EXERCISE TASKS
1. Write out the part of the Rusumo project article from "The works on" to "Rwanda and Tanzania.", word for word.
2. In the Rusumo project article, what reasons does Gatete give for feeling hopeful about the project now? Answer in one to three sentences.

Gatete also revealed that the project encountered problems during initial stages of its construction in 2017. “The project was supposed to be completed in February 2020, but it was delayed for about nine months.”

“But now, all needed equipment is here, since the equipment will not come from elsewhere, this gives us hope, since the companies constructing have already got used to it and increased the workforce, this gives us hope too,” he explained.

Dr Medard Kalemani, Tanzania’s Energy Minister said that they hoped the people of Tanzania, Rwanda and Burundi will enjoy the fruits of the project as planned without delay.

Kalemani also highlighted that there will be transmission lines for electricity, within 94km from Rusumo to Nyakanazi (Tanzania), 161km to Rwanda, and 194km to Burundi.

The works on the plant and those on the transmitter should be going parallel, he said.

Project benefits

Emile Patrick Nkezabera, 31, a resident of Kirehe District, who has been working at the project since December last year, where he earns Rwf5,000 daily said the project has been an opportunity to earn a decent living.
 
“For about a year I have been working here, I have bought a modern breed cow which is about to give birth this month. This project has boosted our lives because when the remuneration comes, we get enough money that can help you to do something,” he said.

Rusumo project contributed to raising the livelihoods of people affected by the project, through a $670,000 Livelihood Restoration Programme, which is successfully implemented in both Rwanda and Tanzania.

DATA FOR ANALYSIS
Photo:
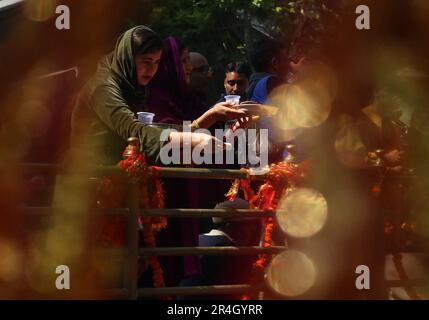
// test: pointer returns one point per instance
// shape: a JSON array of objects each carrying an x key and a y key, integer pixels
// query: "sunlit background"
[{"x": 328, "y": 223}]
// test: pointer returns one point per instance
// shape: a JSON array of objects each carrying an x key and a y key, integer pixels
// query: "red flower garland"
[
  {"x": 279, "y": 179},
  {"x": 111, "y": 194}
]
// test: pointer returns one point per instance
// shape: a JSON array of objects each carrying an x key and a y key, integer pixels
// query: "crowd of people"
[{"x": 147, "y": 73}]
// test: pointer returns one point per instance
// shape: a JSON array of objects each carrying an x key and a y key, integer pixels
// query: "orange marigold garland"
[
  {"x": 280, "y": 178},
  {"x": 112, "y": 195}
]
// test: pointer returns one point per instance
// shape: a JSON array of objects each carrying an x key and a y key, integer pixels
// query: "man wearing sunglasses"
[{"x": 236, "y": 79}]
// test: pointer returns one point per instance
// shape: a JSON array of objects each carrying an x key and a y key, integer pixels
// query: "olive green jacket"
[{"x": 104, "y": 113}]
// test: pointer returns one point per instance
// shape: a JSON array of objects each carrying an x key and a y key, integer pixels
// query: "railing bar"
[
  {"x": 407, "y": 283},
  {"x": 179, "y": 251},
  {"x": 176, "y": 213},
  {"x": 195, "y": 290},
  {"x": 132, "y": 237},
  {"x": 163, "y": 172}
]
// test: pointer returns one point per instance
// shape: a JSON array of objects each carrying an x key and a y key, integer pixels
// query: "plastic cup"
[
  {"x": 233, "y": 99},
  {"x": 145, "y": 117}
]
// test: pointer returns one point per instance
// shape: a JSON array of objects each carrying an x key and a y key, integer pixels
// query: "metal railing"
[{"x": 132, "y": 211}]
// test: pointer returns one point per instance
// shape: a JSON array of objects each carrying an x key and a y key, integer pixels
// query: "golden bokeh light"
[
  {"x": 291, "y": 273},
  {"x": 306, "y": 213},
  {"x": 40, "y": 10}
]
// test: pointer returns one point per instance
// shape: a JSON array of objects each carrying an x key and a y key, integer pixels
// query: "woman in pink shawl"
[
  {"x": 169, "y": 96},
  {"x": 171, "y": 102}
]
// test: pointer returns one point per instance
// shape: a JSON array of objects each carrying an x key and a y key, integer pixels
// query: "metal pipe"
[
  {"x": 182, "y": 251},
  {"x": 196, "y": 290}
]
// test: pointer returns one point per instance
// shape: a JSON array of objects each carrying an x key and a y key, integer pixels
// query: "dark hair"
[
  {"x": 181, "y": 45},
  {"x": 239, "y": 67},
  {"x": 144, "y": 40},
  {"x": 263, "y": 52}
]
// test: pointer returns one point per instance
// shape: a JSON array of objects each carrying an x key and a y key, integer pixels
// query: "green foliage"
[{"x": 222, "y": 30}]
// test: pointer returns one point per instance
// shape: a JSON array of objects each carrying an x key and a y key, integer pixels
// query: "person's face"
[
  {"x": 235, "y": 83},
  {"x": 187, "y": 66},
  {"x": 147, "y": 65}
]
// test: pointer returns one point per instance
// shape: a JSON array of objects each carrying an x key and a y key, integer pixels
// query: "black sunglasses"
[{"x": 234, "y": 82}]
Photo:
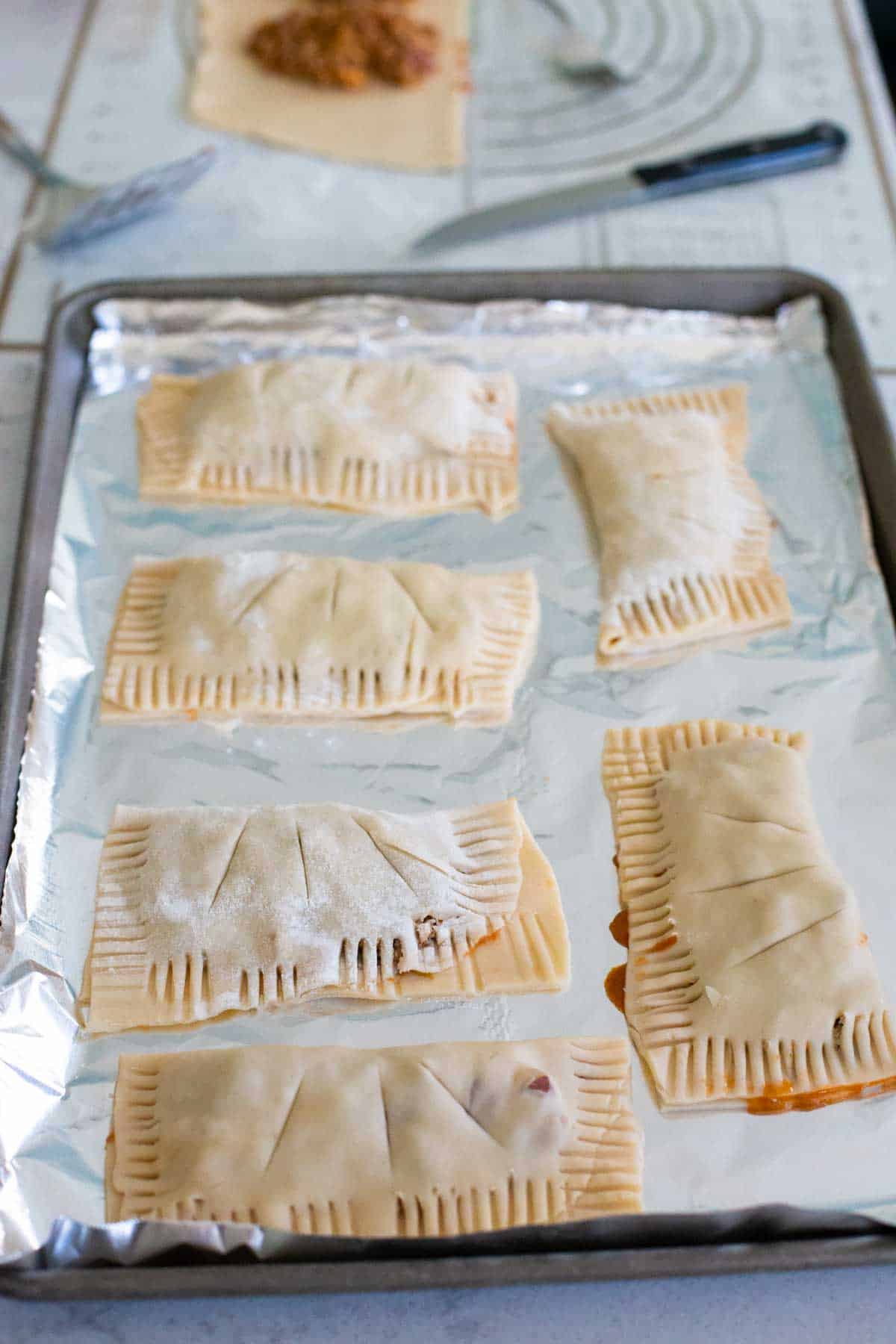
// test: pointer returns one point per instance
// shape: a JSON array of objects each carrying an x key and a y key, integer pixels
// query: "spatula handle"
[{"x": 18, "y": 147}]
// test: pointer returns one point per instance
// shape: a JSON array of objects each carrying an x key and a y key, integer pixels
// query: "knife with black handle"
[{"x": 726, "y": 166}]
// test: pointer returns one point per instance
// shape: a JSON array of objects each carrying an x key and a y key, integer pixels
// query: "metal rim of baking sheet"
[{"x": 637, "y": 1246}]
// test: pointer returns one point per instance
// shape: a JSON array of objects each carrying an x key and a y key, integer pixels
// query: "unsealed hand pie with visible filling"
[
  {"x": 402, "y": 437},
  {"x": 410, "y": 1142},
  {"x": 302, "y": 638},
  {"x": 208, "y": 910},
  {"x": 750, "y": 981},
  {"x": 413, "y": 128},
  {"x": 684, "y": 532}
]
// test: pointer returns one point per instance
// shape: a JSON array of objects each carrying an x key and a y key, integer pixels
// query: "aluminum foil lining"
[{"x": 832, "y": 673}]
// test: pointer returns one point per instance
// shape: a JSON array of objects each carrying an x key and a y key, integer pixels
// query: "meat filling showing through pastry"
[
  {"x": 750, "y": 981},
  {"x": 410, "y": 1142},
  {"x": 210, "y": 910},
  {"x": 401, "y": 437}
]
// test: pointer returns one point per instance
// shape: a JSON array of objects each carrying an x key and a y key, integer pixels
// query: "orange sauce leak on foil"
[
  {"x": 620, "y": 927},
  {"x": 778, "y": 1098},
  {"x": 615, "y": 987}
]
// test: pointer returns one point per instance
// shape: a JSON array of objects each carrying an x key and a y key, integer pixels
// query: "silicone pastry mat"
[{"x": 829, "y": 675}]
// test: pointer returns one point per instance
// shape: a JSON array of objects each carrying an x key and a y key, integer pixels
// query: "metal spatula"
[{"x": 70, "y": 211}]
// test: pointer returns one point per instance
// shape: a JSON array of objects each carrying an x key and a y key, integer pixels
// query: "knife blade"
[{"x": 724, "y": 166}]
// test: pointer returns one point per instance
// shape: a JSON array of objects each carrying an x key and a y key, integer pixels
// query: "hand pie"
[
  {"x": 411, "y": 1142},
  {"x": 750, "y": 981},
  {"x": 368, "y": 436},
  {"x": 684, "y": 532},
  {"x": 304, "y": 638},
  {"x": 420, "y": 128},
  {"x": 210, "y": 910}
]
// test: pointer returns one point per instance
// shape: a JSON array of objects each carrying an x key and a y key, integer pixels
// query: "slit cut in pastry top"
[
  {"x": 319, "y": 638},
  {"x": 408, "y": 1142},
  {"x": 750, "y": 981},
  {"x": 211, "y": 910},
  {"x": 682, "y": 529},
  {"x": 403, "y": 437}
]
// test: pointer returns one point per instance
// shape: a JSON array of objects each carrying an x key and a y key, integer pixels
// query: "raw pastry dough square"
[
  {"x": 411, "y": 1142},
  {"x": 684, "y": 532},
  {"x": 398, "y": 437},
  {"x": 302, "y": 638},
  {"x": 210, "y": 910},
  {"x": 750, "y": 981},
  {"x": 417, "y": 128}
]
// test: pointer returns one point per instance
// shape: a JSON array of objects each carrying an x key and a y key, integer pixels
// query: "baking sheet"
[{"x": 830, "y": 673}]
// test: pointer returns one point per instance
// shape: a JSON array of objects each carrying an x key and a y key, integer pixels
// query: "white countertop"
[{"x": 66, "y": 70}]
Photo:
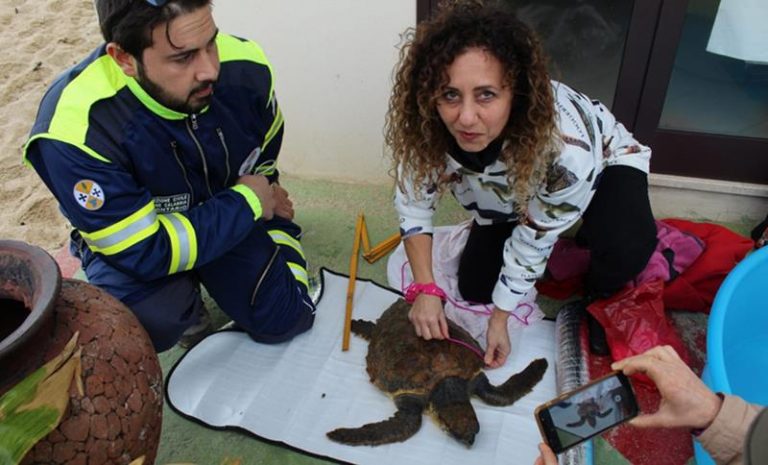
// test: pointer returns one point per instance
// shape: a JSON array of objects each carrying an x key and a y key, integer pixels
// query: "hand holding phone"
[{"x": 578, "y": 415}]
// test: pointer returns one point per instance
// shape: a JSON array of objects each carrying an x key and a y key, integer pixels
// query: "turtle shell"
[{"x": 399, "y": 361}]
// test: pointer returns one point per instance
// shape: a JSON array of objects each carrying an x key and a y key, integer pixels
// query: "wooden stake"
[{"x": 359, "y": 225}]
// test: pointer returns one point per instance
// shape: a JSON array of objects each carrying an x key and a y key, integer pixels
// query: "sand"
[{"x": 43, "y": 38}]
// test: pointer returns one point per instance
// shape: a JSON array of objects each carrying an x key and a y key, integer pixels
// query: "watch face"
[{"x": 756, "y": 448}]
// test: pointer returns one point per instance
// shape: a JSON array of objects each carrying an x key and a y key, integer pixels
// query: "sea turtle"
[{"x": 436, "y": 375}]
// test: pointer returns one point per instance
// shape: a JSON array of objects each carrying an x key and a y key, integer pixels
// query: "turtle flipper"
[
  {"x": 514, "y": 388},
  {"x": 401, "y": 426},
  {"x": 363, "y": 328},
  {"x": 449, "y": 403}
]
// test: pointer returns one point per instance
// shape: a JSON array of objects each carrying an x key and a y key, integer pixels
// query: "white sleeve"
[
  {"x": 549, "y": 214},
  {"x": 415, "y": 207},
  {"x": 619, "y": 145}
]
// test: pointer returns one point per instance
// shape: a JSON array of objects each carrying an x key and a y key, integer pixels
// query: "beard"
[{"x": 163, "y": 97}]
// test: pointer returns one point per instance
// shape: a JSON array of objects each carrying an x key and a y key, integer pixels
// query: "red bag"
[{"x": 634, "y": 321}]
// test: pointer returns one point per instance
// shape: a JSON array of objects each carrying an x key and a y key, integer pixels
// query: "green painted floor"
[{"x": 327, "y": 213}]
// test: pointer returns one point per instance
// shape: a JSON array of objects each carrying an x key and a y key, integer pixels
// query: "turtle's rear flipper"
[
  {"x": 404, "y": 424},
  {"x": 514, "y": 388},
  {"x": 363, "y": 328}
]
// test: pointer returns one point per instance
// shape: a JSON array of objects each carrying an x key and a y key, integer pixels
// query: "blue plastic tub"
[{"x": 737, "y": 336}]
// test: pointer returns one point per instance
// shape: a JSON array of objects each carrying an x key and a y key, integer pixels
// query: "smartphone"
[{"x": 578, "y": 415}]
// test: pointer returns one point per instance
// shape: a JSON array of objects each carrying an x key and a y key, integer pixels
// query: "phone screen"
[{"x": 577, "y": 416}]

OUTPUTS FOR THE TASKS
1.
The works on the plant and those on the transmitter should be going parallel, he said.

Project benefits

Emile Patrick Nkezabera, 31, a resident of Kirehe District, who has been working at the project since December last year, where he earns Rwf5,000 daily said the project has been an opportunity to earn a decent living.
 
“For about a year I have been working here, I have bought a modern breed cow which is about to give birth this month. This project has boosted our lives because when the remuneration comes, we get enough money that can help you to do something,” he said.

Rusumo project contributed to raising the livelihoods of people affected by the project, through a $670,000 Livelihood Restoration Programme, which is successfully implemented in both Rwanda and Tanzania.

2. All the needed equipment is already on site, so nothing has to come from elsewhere. The construction companies have also gotten used to the work and have increased their workforce.